Reproduce every one of the following records verbatim, keeping each line, character, and blank line unchanged.

** START RECORD LIST **

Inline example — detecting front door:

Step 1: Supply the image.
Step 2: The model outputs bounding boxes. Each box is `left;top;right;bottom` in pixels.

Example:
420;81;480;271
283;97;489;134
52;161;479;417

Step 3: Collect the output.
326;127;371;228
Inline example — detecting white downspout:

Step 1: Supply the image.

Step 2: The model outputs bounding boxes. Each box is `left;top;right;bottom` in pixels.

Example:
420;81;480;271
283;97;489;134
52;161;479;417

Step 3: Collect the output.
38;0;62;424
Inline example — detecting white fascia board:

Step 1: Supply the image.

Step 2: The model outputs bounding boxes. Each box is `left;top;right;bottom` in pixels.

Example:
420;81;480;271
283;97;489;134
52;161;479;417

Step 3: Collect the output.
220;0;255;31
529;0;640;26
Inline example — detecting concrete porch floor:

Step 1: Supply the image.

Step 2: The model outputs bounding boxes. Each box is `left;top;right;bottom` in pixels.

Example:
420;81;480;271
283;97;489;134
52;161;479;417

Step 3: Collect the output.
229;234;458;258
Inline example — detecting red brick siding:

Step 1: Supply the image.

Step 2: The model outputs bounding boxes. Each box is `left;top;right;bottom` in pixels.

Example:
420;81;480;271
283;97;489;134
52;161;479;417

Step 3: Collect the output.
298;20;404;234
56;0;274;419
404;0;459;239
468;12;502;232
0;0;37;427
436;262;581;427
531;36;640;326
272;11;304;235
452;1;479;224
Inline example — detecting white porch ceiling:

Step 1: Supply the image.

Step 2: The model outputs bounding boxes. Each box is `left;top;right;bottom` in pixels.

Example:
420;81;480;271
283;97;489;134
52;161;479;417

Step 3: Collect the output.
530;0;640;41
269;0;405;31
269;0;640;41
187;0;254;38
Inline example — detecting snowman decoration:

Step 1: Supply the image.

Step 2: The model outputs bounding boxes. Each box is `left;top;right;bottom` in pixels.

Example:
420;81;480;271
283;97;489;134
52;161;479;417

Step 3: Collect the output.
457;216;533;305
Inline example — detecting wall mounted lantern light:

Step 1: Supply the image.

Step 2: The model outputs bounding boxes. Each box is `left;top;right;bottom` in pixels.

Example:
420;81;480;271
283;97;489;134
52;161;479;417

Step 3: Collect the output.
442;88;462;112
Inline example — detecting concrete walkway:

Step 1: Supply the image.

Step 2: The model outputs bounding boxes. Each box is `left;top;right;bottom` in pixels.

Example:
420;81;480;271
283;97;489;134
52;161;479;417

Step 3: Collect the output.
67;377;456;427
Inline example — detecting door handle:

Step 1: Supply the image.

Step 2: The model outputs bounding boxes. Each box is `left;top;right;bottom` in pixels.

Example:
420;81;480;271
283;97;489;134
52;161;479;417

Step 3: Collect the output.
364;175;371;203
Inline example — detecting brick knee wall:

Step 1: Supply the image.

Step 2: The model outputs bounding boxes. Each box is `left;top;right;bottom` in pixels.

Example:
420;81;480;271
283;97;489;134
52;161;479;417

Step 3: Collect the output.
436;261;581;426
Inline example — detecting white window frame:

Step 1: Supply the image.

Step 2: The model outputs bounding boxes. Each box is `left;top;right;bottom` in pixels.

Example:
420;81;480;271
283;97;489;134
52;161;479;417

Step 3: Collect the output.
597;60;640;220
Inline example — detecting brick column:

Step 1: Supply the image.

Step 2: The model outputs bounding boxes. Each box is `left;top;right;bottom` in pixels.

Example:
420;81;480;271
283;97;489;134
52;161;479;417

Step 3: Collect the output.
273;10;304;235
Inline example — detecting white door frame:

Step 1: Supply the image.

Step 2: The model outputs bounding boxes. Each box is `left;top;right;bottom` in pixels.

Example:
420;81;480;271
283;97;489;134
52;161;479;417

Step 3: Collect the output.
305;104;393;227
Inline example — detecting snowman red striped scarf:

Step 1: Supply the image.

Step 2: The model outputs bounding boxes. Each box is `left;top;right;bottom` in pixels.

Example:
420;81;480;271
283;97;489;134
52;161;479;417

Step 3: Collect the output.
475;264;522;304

** END RECORD LIST **

# TASK ANSWER
Inline example — detecting front door:

Step 1: Supply the image.
Step 2: The model outputs bounding boxes. Each box is `left;top;right;bottom` in pixels.

Example:
420;81;480;271
283;97;489;134
52;161;479;417

Step 3: Collect the output.
326;127;371;228
Inline example — detecting white downspout:

Step 1: Supply the image.

Step 2: The model outputs bounding boxes. Each box is `left;top;right;bottom` in pixels.

Example:
420;81;480;271
283;97;489;134
52;161;479;417

Step 3: Collect the output.
38;0;62;424
Inline example — detecting white fascia board:

Step 1: Supply the image.

Step 2: The model outputs bounding boxes. Each box is `left;top;right;bottom` in pixels.

Example:
420;81;480;271
283;97;489;134
52;161;479;417

Step 3: Collect the output.
220;0;255;31
529;0;640;26
Inline example — detecting concrete porch floor:

Step 1: Supply the image.

Step 2: The model outputs bounding boxes. Each box is `left;top;right;bottom` in pixels.

Example:
420;81;480;271
283;97;489;134
52;161;479;417

Step 3: Collect the output.
229;234;458;258
Inline example — detecting red brick siding:

Step 1: Supply the image.

Step 2: The model outputs bounding boxes. Each box is `left;top;right;bottom` in pixels.

Example:
420;81;480;271
283;97;489;134
52;161;479;417

Step 3: Collect the output.
298;20;404;234
56;0;274;419
404;0;459;239
468;12;502;232
0;0;37;427
436;262;581;427
531;36;640;326
272;11;304;235
452;1;479;224
Inline example — detecting white porch ceiling:

Step 1: Supply the image.

Step 2: The model outputs bounding boxes. Each box is `left;top;right;bottom` in pixels.

Example:
420;81;480;271
283;97;489;134
52;161;479;417

Step 3: Collect the output.
530;0;640;41
269;0;405;31
269;0;640;41
187;0;254;38
Inline example — detecting snowman decoration:

Step 1: Supply the image.

Step 2: The model outputs bounding boxes. Each box is `left;top;right;bottom` in pixels.

Example:
420;81;480;271
283;97;489;134
52;161;479;417

Step 3: Collect the output.
457;216;533;305
Inline example — detecting wall mounted lantern light:

Step 1: Supply the image.

Step 2: The model outputs bounding boxes. Each box is `left;top;right;bottom` in pixels.

Example:
420;81;480;271
283;97;489;134
52;161;479;417

Step 3: Collect the output.
442;88;462;112
Inline example — detecting concrete walkway:

Step 1: Supply the image.

Step 2: The model outputs bounding boxes. Each box is `left;top;right;bottom` in pixels.

Example:
420;81;480;271
283;97;489;134
52;161;479;417

Step 3: Collect the output.
67;377;456;427
Inline example — detecting door handle:

Step 1: Supply the image.

Step 2: The model outputs bounding boxes. Each box is `left;top;right;bottom` in pixels.

Example:
420;81;480;271
283;97;489;134
52;161;479;417

Step 3: Collect the output.
364;175;371;203
Inline example — detecting brick knee wall:

Step 1: Supply the image.

Step 2: The model outputs bounding boxes. Each box is `left;top;right;bottom` in pixels.

Example:
420;81;480;271
283;97;489;134
52;161;479;417

Step 3: Collect the output.
436;261;581;426
Inline example — detecting white window frame:

Step 1: Supply the image.

Step 2: The model outputs bounding boxes. Each box is `left;top;right;bottom` in pixels.

Example:
420;81;480;271
283;97;489;134
52;161;479;417

Step 3: Collect the output.
597;60;640;220
Inline example — detecting brick column:

Step 1: Supply the image.

Step 2: The model outputs bounding boxes. Each box is `left;top;right;bottom` in pixels.

Example:
420;81;480;271
283;97;489;134
52;161;479;417

Step 3: Collect the output.
273;10;304;235
Inline example — detecting white door frame:

Step 1: Supply the image.

Step 2: The model outputs bounding boxes. Each box is `left;top;right;bottom` in pixels.

Example:
420;81;480;271
283;97;489;134
52;161;479;417

Step 3: Collect the output.
305;104;393;227
Inline example — detecting snowman red striped scarf:

Step 1: Supply the image.

Step 2: The model outputs bounding boxes. Each box is `left;top;right;bottom` in pixels.

Example:
420;81;480;271
283;97;489;134
52;161;479;417

Step 3: Collect the output.
475;264;522;304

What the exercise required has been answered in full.